──────── Page text

It’s interesting and weird for a few minutes. But you gradually come to realise that he is actually crazy. His main point is wrong and so his solutions are wrong too, Brownstone Institute wrote of Bill Gates’s new book ‘How to Prevent the Next Pandemic’.
The main theme is implied in the title. With enough money, intelligence, and power, along with technological know-how at the helm, the next pathogen to come along can be stopped in its tracks. Where the bug goes after that he never explains. Presumably, it just disappears. Like a computer virus, it exists but doesn’t ruin your hard drive.
What are the historical examples of such a thing? There are none via avoidance, testing, contract tracing, and control of the human population. This theory of virus control – the notion that muscling the population makes a prevalent virus shrink into submission and disappear – is a completely new invention, the mechanisation of a primitive instinct.
Eradication is not the same thing as perpetual pathogenic avoidance. The former is great but the latter is deeply dangerous: the only thing more dangerous to human life than governments is a naive immune system. Gates’ plan, even if it had a chance of working which it does not, could create exactly that. Not to understand the difference is an egregious intellectual error.
The error here probably traces to Gates’ fundamental confusion. He doesn’t say this in the book but it becomes very apparent that he thinks a biological virus works just like a computer “virus.” He wants to scrub the human body the way he worked to scrub the Windows operating system. It’s the kind of basic error anyone would make who has surrounded himself with sycophants for the better part of his career.
If you understand this one simple point about Gates’s thinking, you get the entire book. All that matters is avoidance. The more avoidance the better. There is no such thing as being too free of pathogenic exposure. To him, the single goal of all public health is to keep the population away from as many germs as possible.

────────────────
──────── Data under study

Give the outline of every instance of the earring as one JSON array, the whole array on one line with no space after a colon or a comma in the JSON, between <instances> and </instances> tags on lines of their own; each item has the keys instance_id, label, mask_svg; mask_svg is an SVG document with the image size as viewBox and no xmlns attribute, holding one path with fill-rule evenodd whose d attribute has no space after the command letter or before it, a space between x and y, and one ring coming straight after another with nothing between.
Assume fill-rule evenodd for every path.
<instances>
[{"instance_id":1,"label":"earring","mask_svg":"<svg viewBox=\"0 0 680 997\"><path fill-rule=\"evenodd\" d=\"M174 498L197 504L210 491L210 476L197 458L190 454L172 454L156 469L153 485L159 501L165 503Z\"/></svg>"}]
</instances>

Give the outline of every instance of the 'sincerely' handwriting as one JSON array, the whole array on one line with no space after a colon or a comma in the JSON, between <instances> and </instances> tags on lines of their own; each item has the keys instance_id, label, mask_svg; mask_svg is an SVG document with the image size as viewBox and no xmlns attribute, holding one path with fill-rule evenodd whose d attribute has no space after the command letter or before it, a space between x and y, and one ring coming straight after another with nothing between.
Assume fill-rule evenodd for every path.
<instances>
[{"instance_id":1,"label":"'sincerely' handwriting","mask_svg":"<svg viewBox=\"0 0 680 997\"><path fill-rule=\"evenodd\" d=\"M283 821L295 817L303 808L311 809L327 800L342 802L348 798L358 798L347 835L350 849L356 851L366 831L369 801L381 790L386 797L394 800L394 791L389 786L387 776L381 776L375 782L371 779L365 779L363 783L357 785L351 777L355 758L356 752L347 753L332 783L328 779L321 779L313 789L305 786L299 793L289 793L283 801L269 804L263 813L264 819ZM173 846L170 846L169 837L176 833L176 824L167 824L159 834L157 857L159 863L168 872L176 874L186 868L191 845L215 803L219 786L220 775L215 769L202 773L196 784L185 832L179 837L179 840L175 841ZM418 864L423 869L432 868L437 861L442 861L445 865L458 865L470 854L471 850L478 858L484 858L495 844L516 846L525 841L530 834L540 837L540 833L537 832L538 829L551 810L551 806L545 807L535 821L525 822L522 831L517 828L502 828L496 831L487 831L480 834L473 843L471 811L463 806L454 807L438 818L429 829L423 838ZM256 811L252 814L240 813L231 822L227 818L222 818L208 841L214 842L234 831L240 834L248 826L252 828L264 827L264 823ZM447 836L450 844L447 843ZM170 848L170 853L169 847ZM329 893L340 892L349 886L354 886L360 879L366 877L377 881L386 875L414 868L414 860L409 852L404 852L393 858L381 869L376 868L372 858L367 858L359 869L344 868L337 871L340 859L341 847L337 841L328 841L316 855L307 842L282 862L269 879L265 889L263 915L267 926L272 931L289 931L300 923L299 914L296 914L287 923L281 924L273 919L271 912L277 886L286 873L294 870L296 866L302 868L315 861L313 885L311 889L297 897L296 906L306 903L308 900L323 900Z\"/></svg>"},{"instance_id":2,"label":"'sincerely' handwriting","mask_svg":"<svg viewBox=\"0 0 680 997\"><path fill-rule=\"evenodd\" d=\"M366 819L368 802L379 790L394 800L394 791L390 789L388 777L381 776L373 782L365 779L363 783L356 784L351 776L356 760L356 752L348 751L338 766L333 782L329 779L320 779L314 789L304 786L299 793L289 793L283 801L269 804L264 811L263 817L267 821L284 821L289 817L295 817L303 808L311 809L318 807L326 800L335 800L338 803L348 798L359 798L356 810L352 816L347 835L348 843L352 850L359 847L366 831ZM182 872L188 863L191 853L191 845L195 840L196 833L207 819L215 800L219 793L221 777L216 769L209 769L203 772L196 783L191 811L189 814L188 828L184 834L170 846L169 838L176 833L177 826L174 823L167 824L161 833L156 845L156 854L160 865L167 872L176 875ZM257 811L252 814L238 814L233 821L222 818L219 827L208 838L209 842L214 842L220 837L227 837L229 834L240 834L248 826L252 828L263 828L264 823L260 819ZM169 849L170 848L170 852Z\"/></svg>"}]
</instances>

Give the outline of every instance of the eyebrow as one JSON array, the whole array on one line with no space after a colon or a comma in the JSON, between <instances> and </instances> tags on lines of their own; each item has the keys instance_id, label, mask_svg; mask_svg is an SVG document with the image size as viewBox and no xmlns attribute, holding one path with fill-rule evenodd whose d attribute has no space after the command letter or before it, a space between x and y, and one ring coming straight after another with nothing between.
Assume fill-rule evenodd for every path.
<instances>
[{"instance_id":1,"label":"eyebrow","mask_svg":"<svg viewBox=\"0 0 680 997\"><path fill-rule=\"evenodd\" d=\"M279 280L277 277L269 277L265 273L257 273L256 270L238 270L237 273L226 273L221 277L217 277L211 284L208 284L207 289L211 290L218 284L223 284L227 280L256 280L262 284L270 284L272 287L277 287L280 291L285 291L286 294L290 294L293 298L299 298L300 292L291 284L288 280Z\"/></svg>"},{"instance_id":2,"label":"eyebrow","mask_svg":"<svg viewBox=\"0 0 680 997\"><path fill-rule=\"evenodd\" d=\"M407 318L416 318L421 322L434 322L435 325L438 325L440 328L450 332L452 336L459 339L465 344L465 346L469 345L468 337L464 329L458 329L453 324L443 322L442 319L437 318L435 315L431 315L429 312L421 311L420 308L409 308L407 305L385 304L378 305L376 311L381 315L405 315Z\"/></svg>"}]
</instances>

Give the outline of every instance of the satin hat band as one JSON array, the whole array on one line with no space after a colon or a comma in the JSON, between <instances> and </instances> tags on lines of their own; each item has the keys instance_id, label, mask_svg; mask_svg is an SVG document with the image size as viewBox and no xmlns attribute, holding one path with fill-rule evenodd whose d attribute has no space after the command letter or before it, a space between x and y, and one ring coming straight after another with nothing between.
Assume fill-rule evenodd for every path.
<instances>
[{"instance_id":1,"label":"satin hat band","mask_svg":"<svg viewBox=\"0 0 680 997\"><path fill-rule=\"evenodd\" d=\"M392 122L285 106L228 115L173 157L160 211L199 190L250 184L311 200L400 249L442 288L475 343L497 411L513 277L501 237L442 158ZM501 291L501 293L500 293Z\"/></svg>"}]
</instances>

────────────────

## What the task requires
Rewrite the book review from "It’s interesting and" up to and including "your hard drive.", replacing "pathogen" with "germ".

## Result of the exercise
It’s interesting and weird for a few minutes. But you gradually come to realise that he is actually crazy. His main point is wrong and so his solutions are wrong too, Brownstone Institute wrote of Bill Gates’s new book ‘How to Prevent the Next Pandemic’.
The main theme is implied in the title. With enough money, intelligence, and power, along with technological know-how at the helm, the next germ to come along can be stopped in its tracks. Where the bug goes after that he never explains. Presumably, it just disappears. Like a computer virus, it exists but doesn’t ruin your hard drive.